Record excerpts:
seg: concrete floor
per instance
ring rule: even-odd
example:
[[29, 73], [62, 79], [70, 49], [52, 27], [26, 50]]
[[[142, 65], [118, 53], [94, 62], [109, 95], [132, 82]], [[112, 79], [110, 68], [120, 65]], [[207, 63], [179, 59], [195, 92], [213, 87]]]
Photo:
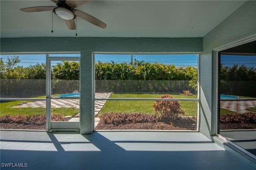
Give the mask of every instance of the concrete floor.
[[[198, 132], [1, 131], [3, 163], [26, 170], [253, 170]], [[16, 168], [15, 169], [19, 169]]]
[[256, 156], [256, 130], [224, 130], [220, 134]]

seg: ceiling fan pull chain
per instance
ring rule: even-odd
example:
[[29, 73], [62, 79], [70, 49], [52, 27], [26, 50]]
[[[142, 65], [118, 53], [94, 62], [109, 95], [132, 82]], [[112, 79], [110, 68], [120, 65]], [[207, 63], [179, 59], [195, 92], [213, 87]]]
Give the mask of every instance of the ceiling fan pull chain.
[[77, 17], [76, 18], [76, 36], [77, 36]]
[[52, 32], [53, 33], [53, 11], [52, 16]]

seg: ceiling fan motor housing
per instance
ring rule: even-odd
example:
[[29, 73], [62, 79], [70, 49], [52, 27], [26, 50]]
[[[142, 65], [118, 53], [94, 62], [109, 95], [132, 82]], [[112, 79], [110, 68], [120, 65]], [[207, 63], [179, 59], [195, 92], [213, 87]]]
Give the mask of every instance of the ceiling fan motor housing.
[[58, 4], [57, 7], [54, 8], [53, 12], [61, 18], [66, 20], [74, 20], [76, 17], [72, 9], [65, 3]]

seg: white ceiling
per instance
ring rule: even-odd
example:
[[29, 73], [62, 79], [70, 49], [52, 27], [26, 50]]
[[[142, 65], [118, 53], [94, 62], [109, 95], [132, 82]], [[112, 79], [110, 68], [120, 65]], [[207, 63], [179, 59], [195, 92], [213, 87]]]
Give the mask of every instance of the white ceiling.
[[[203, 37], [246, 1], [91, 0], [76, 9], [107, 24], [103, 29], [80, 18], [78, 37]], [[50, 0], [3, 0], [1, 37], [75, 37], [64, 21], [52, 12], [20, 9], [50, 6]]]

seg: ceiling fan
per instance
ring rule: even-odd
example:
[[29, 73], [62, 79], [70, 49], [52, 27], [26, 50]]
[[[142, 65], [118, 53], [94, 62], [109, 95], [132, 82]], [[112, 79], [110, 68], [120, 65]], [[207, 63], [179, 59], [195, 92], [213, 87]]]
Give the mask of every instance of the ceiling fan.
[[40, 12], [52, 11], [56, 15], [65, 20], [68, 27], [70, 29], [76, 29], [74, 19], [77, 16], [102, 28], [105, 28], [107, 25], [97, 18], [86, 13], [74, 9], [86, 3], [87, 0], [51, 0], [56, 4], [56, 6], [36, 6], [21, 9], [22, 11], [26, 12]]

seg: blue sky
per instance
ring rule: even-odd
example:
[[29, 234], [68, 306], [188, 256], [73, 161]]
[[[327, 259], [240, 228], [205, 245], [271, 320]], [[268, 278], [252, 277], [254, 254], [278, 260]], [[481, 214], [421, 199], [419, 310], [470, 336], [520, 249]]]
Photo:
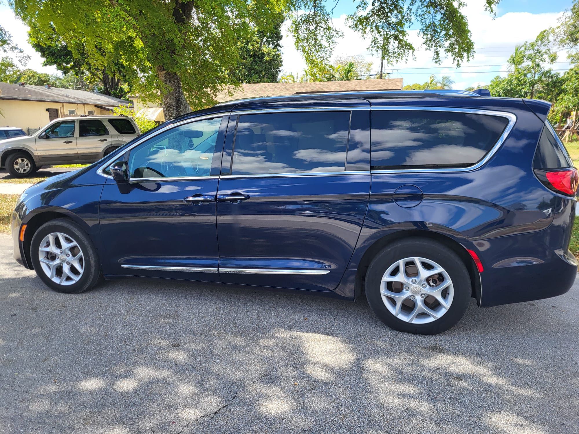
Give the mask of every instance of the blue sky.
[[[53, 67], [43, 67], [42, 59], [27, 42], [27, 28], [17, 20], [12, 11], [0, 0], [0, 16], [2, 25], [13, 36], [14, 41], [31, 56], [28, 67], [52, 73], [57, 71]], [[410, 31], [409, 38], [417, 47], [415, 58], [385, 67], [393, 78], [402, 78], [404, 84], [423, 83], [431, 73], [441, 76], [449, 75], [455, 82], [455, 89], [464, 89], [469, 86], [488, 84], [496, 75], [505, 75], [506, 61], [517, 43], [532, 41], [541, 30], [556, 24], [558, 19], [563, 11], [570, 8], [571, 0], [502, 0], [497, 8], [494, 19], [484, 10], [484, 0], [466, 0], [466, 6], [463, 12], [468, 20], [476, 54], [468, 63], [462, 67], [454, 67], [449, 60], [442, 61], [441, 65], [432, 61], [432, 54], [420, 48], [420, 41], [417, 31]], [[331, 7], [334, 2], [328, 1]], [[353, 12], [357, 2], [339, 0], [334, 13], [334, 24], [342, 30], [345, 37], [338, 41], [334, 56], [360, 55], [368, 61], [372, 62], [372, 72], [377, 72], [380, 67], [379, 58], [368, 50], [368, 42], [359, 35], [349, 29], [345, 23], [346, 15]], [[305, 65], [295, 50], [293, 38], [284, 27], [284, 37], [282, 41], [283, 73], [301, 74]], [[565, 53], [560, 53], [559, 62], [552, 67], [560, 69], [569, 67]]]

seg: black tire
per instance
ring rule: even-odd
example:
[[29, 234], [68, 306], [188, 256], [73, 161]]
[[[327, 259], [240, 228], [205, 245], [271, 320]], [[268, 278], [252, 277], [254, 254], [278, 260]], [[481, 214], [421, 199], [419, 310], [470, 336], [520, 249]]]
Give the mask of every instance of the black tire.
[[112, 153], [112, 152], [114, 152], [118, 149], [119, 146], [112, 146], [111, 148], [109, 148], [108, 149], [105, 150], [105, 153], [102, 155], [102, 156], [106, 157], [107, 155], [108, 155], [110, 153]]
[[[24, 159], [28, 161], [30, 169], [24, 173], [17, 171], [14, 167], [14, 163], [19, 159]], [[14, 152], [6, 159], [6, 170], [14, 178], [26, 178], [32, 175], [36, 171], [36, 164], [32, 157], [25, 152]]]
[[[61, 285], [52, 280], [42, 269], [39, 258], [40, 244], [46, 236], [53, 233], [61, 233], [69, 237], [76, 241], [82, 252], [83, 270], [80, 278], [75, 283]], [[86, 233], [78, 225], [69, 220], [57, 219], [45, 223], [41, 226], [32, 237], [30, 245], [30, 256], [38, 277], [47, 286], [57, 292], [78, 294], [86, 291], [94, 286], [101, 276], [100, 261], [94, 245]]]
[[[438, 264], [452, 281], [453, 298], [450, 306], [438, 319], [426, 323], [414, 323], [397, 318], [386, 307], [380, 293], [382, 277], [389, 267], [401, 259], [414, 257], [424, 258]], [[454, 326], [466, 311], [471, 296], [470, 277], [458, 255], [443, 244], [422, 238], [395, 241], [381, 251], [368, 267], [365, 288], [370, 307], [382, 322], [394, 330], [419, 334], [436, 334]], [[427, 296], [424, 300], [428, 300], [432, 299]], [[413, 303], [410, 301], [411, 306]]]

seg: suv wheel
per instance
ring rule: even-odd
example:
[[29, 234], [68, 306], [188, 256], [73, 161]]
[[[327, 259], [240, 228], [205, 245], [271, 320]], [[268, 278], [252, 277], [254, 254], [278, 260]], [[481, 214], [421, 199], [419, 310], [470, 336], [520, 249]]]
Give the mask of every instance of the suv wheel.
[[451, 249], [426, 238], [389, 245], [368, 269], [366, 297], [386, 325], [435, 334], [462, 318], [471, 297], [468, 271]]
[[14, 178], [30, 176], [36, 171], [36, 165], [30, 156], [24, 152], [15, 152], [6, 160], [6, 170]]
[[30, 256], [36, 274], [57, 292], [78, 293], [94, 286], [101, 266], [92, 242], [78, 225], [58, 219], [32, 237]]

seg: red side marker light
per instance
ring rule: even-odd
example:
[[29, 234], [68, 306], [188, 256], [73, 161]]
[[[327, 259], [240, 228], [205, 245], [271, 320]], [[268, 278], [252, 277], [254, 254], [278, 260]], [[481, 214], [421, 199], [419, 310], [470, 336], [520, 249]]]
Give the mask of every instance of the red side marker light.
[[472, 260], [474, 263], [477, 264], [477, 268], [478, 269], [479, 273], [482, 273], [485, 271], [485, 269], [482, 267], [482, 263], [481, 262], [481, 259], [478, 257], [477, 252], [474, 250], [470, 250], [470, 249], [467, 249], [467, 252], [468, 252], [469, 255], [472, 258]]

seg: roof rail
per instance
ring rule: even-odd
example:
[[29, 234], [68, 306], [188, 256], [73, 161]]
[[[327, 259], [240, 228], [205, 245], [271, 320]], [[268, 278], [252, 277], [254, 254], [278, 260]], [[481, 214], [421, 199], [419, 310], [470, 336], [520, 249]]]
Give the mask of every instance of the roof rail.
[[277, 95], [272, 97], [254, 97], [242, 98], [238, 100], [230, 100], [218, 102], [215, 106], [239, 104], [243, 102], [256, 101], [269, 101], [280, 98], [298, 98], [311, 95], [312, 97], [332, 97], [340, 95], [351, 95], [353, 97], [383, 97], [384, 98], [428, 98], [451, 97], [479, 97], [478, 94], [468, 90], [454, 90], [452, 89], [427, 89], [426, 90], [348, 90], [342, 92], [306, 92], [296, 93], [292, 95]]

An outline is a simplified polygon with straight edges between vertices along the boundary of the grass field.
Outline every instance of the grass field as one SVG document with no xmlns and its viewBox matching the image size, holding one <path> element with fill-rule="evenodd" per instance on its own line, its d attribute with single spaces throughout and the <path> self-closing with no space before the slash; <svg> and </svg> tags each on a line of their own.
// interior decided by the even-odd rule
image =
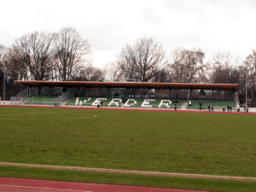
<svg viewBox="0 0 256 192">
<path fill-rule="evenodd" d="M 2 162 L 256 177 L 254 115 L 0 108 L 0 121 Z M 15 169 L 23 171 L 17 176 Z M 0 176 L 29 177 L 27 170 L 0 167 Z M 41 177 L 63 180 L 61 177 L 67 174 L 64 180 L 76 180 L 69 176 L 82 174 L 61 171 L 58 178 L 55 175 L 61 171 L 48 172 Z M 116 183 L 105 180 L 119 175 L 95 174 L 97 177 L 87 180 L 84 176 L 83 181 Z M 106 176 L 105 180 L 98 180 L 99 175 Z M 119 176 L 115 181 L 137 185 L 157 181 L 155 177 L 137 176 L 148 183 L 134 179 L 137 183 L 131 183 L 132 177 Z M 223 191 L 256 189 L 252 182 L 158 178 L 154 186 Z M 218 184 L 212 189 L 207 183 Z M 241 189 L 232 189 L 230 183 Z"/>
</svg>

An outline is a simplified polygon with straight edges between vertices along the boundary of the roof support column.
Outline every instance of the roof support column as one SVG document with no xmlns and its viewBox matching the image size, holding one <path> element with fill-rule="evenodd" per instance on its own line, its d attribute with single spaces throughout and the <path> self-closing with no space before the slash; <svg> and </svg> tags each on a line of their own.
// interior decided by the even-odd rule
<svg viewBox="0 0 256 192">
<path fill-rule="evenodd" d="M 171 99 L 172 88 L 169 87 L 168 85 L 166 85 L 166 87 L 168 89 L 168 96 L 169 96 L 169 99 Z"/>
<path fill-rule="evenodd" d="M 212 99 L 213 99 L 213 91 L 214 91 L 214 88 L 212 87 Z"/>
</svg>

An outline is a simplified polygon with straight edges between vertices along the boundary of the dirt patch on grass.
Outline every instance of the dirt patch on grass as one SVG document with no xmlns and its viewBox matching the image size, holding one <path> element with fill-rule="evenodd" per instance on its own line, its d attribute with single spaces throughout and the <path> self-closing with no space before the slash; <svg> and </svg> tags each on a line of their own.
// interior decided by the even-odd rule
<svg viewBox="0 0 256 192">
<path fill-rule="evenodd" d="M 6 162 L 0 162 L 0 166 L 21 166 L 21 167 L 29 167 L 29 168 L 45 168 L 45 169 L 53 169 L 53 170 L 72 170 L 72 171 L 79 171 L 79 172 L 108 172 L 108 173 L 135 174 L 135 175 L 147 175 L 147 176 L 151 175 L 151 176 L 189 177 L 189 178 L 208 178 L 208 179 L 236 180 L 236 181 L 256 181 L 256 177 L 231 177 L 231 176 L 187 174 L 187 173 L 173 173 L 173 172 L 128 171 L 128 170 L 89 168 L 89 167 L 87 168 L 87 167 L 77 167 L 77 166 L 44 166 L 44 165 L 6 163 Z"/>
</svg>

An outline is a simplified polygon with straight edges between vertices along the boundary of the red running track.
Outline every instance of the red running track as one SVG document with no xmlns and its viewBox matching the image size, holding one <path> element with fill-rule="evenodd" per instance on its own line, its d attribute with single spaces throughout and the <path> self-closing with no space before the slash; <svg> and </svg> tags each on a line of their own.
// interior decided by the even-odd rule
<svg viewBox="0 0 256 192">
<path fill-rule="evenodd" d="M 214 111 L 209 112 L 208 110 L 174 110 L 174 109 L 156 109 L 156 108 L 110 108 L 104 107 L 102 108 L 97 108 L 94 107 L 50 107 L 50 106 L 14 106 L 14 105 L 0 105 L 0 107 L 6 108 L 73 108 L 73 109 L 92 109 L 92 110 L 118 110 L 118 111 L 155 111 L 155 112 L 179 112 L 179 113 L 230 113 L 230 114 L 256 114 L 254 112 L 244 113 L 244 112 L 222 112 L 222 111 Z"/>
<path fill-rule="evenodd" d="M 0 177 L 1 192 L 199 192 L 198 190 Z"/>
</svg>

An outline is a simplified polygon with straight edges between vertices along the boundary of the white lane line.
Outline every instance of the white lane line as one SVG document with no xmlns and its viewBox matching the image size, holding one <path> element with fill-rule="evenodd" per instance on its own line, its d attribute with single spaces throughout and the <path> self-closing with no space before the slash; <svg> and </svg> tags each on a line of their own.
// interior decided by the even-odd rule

Task directions:
Please quote the rows starting with the line that contains "seg: blue sky" and going on through the line that contains "Give the mask of every instance of the blue", leaving the pictures out of your answer.

Written answer:
seg: blue sky
per instance
ring rule: even-odd
example:
[[29, 234], [68, 306], [188, 256], [73, 161]]
[[[327, 259], [240, 228], [205, 245], [271, 320]], [[268, 278], [252, 277], [254, 254], [278, 260]], [[481, 214], [421, 199], [419, 310], [470, 336], [520, 249]]]
Photo:
Give the mask of every instance of the blue sky.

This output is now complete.